:: Source extract
# Essex & Suffolk Water



## Mark Webb (16 Nov 2011)

Is anyone successfully using Essex Water without dechlorinator?


----------



## Tom (16 Nov 2011)

I dechlorinate mine when I remember too


----------



## morefirejules08 (17 Dec 2011)

i'll probably get shot for this but i never use decholorinator when i do a water change, i havent done since i worked in an aquatic shop. we would never dechlorinate the water when changing shop tanks as it is purely uneconomical and i never saw any detrimental affect. oh and im in suffolk by the way


----------



## Mark Webb (18 Dec 2011)

morefirejules08 said:
			
		

> i'll probably get shot for this but i never use decholorinator when i do a water change, i havent done since i worked in an aquatic shop. we would never dechlorinate the water when changing shop tanks as it is purely uneconomical and i never saw any detrimental affect. oh and im in suffolk by the way




Interesting ....


----------



## chump54 (18 Dec 2011)

i'm in suffolk and dechlorinate my water... it smells very strongly of chlorine, and tastes like a swimming pool 

Chris


----------



## morefirejules08 (22 Dec 2011)

Where in suffolk? our water doesnt taste to bad out of the tap


----------



## awtong (5 Jan 2012)

I live in Suffolk and always dechlorinate just to be on the safe side.

Andy


----------



## mdhardy01 (5 Jan 2012)

*Essex & Suffolk Water*

I live in Essex
Sometimes do sometimes don't 
And I keep discus
Matt


Sent from my iPhone using Tapatalk


----------
::::
* **Exercise details**
Using the forum thread on Essex & Suffolk Water:
(a) What reason does morefirejules08 give for the aquatic shop not dechlorinating water when changing shop tanks?
(b) How does chump54 describe the smell and taste of the water?
(c) What fish does mdhardy01 keep?
Rely only on the thread for these.
:: Material
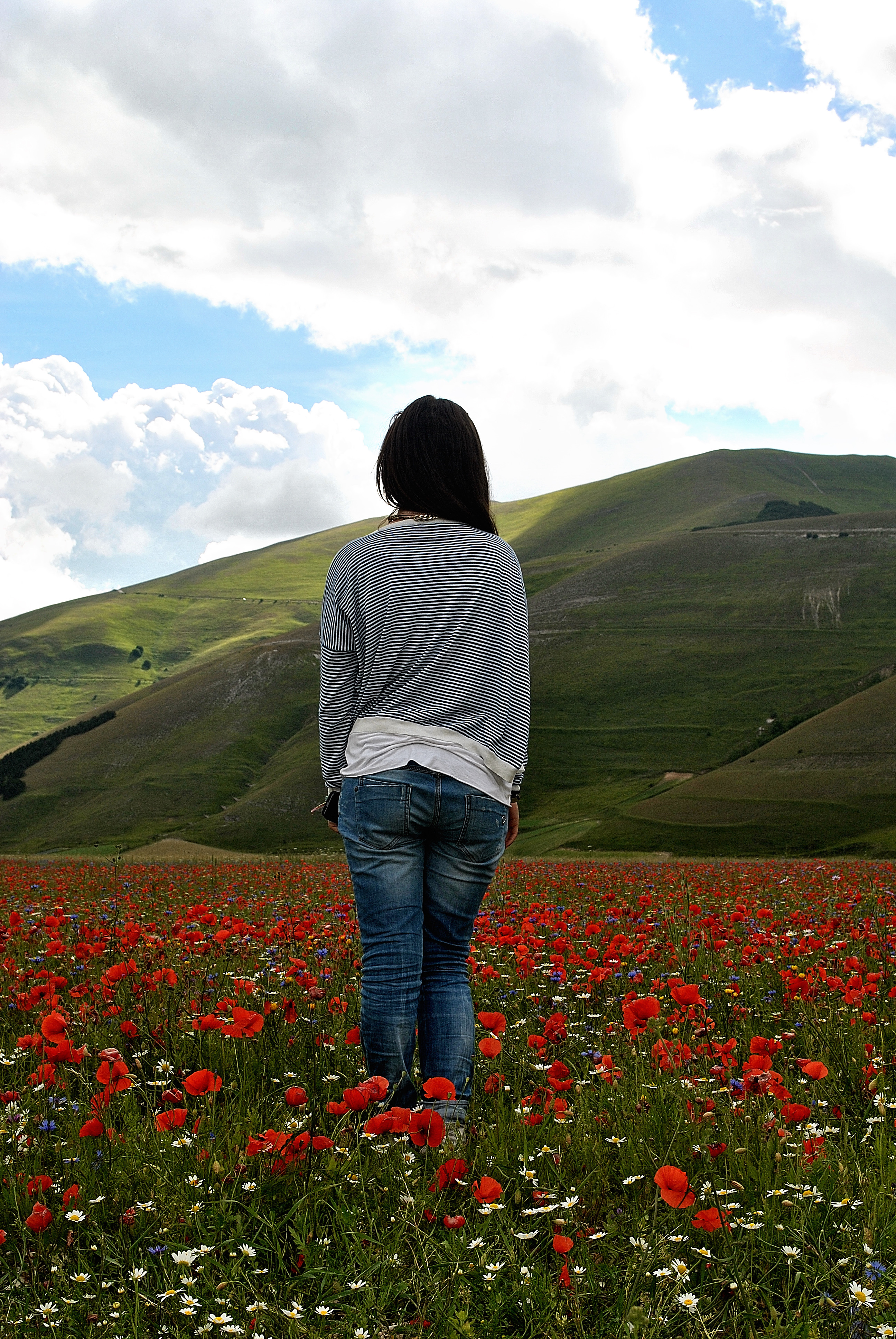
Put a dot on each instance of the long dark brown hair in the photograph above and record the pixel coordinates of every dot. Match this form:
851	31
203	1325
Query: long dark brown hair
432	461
::::
:: Material
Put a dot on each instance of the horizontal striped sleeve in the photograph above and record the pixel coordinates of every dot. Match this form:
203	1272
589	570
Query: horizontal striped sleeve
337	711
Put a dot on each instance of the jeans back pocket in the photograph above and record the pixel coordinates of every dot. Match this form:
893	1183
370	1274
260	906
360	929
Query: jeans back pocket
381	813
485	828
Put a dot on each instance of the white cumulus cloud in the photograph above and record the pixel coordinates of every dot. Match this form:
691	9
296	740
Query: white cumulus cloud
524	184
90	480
::::
:: Material
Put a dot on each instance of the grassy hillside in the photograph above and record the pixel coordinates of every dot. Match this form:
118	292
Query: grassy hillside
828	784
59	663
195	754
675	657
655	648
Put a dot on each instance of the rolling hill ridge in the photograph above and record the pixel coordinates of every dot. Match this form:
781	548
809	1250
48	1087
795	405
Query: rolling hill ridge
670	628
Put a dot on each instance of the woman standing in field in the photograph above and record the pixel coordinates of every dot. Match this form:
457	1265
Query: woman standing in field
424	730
::::
* **Result of this exercise**
(a) It was purely uneconomical.
(b) It smells very strongly of chlorine and tastes like a swimming pool.
(c) Discus.